* **Exercise brief**: Reproduce exactly the lines below, starting with the line that contains "Target: small stone" and ending with the last line of the records, both included, and nothing else.

[[ Data excerpts, beginning ]]

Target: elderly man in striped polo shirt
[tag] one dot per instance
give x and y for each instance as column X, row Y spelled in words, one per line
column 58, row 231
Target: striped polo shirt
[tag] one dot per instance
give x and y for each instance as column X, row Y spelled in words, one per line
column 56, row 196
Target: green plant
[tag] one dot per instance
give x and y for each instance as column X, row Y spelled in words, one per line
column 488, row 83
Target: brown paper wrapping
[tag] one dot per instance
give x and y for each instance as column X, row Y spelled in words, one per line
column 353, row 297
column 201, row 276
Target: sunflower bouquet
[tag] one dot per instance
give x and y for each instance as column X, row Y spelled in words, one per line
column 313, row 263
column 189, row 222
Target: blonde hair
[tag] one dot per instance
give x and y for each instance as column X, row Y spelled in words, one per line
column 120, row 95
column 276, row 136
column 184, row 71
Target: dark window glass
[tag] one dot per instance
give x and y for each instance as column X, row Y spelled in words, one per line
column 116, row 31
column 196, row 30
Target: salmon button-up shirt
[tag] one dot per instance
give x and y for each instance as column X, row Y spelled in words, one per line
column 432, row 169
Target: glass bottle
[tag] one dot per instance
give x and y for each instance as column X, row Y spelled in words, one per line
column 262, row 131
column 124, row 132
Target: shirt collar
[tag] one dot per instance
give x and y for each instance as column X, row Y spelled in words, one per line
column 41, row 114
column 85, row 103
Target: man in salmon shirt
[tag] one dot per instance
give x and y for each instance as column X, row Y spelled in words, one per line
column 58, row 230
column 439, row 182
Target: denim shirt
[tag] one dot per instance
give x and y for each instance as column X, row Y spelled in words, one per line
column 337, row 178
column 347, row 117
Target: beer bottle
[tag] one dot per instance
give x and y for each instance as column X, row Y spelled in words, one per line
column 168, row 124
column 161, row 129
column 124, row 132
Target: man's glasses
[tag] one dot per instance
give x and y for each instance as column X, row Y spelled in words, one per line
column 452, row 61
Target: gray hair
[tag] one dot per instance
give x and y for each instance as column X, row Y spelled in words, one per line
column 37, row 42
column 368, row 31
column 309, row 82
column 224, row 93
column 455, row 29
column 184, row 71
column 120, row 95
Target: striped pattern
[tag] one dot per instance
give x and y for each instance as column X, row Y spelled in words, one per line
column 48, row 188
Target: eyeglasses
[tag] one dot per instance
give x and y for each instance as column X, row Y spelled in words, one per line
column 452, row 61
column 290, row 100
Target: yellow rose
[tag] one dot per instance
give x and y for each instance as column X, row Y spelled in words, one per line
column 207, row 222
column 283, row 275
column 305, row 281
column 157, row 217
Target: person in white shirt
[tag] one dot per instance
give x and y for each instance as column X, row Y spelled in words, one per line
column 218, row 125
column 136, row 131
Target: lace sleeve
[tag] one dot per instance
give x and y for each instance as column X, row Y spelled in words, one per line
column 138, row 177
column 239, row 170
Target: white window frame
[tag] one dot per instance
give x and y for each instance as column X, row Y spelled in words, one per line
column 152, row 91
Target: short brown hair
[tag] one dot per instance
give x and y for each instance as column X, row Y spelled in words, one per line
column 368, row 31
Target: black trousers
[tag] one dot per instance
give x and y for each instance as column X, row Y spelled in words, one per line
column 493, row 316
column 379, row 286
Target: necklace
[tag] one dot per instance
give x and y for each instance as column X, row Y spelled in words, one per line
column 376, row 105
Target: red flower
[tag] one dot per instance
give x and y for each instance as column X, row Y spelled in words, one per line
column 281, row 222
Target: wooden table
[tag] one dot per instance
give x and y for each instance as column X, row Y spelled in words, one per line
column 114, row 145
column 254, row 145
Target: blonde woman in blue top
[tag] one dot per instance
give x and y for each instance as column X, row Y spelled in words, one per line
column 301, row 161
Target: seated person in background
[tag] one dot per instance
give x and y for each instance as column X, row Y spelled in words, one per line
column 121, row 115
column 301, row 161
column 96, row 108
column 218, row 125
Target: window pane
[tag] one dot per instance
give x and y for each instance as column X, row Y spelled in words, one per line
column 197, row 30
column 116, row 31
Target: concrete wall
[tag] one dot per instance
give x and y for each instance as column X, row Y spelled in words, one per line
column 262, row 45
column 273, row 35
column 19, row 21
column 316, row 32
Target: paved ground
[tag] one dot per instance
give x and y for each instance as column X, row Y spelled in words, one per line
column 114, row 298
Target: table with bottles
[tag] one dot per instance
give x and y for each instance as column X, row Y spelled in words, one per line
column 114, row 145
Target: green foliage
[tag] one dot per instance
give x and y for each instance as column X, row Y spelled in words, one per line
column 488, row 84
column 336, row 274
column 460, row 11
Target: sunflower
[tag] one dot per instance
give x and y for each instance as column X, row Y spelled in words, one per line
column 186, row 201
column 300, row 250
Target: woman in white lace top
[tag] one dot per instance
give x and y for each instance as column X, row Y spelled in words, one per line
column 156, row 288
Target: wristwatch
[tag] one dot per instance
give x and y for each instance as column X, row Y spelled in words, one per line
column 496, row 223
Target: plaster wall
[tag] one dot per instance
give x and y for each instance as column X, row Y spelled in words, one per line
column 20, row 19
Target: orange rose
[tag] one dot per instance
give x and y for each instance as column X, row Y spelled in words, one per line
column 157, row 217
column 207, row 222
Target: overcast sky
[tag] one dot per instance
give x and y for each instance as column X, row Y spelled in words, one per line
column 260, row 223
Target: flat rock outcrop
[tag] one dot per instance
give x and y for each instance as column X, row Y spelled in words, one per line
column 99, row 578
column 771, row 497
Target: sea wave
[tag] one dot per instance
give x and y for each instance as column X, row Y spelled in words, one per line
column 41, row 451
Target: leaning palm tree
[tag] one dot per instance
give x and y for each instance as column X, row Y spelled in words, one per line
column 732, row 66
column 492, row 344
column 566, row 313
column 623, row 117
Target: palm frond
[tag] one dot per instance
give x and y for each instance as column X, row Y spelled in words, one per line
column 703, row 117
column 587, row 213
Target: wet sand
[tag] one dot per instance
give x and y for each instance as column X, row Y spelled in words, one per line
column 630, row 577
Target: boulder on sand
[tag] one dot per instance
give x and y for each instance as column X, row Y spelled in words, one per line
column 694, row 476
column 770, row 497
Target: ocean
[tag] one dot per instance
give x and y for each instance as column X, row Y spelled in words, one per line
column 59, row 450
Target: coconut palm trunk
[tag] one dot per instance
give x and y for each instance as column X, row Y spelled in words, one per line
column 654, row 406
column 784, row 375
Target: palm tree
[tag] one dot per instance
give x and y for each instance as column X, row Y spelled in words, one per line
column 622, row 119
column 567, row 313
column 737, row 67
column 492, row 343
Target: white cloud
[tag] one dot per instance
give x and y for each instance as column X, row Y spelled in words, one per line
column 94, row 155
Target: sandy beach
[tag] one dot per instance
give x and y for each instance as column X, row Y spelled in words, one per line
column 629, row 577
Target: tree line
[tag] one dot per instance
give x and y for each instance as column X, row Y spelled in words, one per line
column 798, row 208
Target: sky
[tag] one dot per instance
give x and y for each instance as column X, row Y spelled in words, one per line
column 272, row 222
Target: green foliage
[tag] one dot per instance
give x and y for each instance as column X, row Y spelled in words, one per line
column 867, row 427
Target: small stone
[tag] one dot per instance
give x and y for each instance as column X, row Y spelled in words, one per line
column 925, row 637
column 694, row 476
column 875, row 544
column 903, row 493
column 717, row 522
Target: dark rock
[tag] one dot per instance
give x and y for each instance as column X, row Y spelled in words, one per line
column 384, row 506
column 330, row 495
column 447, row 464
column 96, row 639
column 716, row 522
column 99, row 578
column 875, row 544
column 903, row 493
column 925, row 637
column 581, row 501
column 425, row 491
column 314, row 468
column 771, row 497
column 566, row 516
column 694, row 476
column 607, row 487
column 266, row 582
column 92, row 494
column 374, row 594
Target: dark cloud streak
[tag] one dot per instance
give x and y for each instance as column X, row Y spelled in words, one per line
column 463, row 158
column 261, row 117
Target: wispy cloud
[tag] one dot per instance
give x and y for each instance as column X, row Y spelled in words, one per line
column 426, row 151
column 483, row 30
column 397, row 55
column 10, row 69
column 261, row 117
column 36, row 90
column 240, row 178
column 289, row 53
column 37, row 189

[[ Data excerpts, end ]]

* **Expected answer**:
Target: small stone
[tag] one dot per instance
give x and y for each instance as column X, row Y spelled in words, one per line
column 925, row 637
column 694, row 476
column 875, row 544
column 903, row 493
column 717, row 522
Target: dark rock
[tag] one dot per instance
give x and y for each instance as column X, row Y spelled in words, one per line
column 384, row 506
column 330, row 495
column 447, row 464
column 96, row 639
column 716, row 522
column 99, row 578
column 875, row 544
column 903, row 493
column 925, row 637
column 581, row 501
column 425, row 491
column 314, row 468
column 771, row 497
column 566, row 516
column 694, row 476
column 607, row 487
column 266, row 582
column 92, row 494
column 374, row 594
Target: dark cloud streak
[tag] one dot per instance
give x and y for each instance as column X, row Y spelled in words, one per line
column 463, row 158
column 261, row 117
Target: wispy cloud
[tag] one dot per instance
give x and y for each instance as column X, row Y spelled in words, one per line
column 426, row 151
column 483, row 30
column 397, row 55
column 10, row 69
column 261, row 117
column 36, row 90
column 240, row 178
column 289, row 53
column 37, row 189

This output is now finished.